Fragmento del texto:
● ● ● ● ●

Existen narradores mexicanos de gran talento que, por razones incomprensibles, son poco reconocidos o materialmente objeto de olvido; tal es el caso de Ramón Rubín, escritor sinaloense que incluso no aparece en la Enciclopedia de México. Editada por el Fondo de Cultura Económica, por editoriales marginales o en ediciones de autor, buena parte de su obra resulta hoy inasequible. Se le conoce casi exclusivamente por tres novelas de corte indigenista: El callado dolor de los tzotziles (1948), El canto de la grilla (1952) y La bruma lo vuelve azul (1954). Sin embargo, esa vertiente indigenista es quizá superada por su indagación en territorios mestizos. La novela que aquí recordamos (cumple cincuenta años de publicada), La canoa perdida (1951), pertenece a esta vertiente de su trayectoria.

● ● ● ● ●

Datos mostrados:
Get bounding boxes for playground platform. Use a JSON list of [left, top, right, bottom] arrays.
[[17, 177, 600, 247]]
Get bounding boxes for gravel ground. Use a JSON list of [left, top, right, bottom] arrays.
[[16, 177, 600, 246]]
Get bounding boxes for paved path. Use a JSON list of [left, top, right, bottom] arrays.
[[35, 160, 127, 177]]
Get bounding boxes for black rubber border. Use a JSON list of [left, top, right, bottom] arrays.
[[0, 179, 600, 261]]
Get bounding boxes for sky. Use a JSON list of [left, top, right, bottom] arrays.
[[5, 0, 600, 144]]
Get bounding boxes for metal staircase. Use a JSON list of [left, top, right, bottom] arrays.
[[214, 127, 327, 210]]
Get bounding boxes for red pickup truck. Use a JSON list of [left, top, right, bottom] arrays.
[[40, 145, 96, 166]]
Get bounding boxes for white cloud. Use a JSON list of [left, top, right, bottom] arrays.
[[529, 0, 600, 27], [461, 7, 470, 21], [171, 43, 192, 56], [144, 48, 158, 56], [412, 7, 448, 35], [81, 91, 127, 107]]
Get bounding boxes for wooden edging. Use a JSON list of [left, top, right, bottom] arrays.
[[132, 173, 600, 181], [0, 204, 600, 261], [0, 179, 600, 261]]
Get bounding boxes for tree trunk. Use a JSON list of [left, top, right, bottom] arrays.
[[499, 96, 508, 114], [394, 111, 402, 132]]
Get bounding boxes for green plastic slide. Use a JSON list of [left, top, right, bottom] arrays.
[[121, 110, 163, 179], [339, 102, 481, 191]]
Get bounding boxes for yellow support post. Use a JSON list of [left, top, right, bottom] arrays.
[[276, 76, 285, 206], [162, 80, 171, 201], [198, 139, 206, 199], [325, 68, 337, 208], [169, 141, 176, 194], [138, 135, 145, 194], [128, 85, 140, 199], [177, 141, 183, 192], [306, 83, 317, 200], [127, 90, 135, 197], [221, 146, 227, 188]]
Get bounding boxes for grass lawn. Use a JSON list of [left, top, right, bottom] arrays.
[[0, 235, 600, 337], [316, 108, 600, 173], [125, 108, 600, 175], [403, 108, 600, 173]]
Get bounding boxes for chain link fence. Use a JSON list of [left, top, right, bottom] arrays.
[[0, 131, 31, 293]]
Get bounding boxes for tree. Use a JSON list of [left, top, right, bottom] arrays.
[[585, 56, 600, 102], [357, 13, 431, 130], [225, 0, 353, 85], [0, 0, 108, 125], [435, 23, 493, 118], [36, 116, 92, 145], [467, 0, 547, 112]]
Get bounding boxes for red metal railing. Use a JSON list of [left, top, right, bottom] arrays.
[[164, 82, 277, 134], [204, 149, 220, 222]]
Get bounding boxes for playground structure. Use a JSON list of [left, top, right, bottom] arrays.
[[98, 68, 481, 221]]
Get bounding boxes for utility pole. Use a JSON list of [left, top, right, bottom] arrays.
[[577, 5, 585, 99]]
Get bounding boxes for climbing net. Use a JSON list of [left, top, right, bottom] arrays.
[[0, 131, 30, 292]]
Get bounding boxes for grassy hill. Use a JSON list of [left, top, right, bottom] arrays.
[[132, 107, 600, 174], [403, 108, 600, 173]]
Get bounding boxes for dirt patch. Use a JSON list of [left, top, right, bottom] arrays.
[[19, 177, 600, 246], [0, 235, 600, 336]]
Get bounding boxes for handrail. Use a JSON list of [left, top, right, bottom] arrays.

● ● ● ● ●

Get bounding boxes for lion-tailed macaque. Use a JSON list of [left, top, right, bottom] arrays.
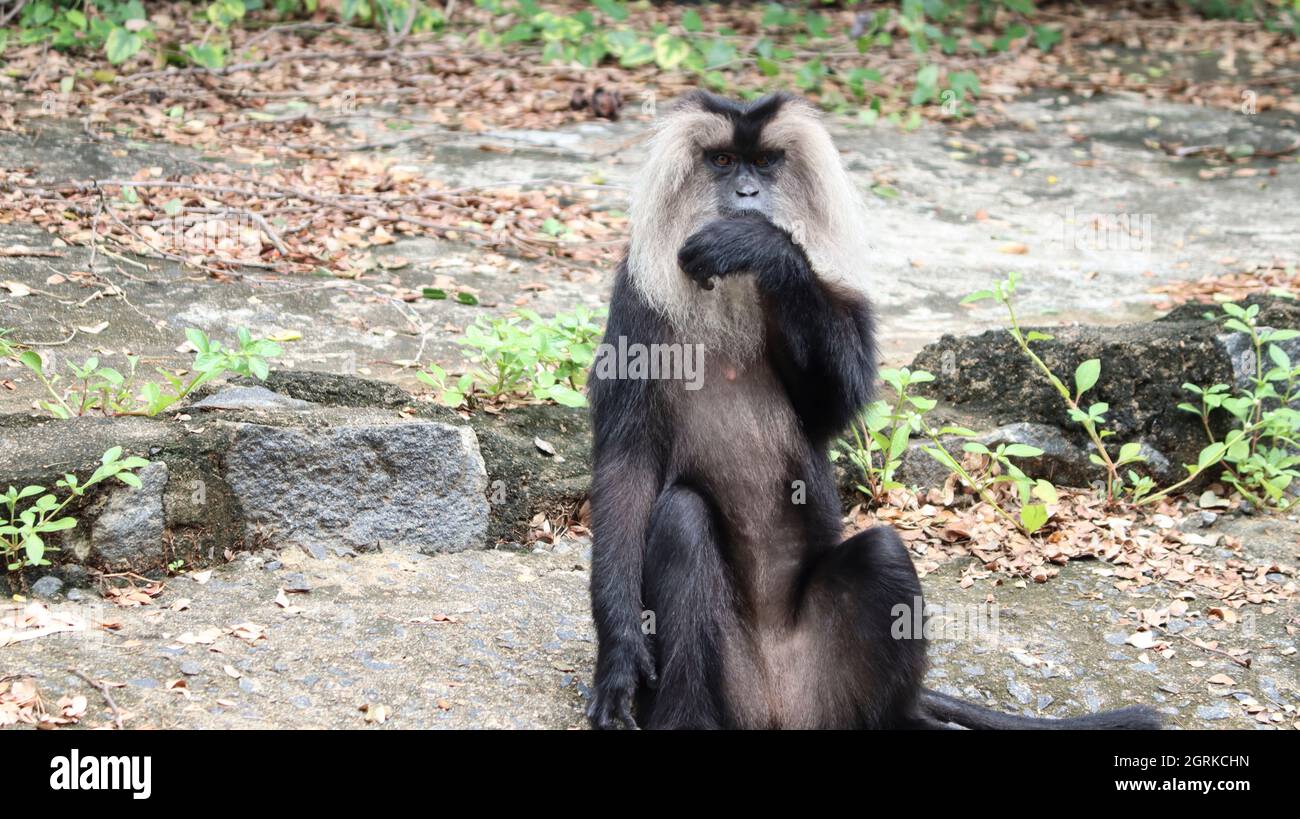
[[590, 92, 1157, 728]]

● ● ● ● ●

Según el fragmento sobre Ramón Rubín, ¿en qué año se publicó La canoa perdida? Las líneas son material independiente del fragmento.

Respuesta a la tarea: En 1951.